On July 1, 2018, I wrote a blog post called “The Truth Teller.”  It was a piece on the intelligence of the body – body wisdom.  Over the last few years, I have come to greatly appreciate and to depend on the body as a messenger of truth, the bringer of clarity, the well-spring of loving wisdom.  The truth is, it knows more than we do.  By this, I mean it knows more than our brain’s ability to answer life’s most essential questions.

 

The frontal lobe is a remarkable feat of evolution.  It is what put a man on the moon, what produced the Salk vaccine, it is what conceptualized the world-wide-web and the Human Rights Movement.  It’s what organizes our days, what allows us to analyze data, to predict through statistics, but it is absolutely ineffective at answering questions about the soul – the deepest, truest aspect of the self:  Who am I?  What is truth?  What is love? What is the ultimate nature of reality?  Those are the questions we bump up against when we hit a block in the road, when the way forward is unclear, when all our programmed resources are no longer enough. When we find ourselves up against a dead-end, the problem-solving mind is not too helpful, although it really wants to be.  Present it with a problem and it immediately jumps in to solve it – through analysis and statistics, through the scientific method.  It’s brilliant in that sense, it’s just that analysis and statistics and the scientific method can’t bring us to authentic clarity or peace of mind or an expansive heart. For that, we have to drop down out of our heads and into our bodies, our hearts and our deep intuition.

- [EXERCISE REQUIREMENTS]:
What title did the writer of the body-wisdom excerpt give the blog post from July 1, 2018?

- [EXERCISE DATA]:
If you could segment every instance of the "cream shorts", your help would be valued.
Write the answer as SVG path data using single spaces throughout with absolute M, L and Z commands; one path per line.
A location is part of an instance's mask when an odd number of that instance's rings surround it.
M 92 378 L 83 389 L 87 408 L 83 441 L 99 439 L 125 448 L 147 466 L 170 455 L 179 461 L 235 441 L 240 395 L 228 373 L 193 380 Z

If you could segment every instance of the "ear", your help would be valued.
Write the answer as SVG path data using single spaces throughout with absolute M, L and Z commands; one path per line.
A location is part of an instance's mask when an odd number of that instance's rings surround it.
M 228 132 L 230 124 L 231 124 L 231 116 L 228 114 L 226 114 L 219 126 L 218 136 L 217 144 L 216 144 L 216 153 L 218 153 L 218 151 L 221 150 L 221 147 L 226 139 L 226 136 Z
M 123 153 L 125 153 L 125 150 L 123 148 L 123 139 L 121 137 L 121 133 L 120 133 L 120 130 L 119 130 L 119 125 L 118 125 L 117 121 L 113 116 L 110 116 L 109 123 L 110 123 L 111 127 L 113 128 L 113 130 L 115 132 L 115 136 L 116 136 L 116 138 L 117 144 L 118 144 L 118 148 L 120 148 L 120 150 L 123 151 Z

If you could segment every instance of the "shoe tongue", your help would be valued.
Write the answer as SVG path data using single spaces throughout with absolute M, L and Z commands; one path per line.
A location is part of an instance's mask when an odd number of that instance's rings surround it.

- [OUTPUT FOR THIS TASK]:
"The Truth Teller."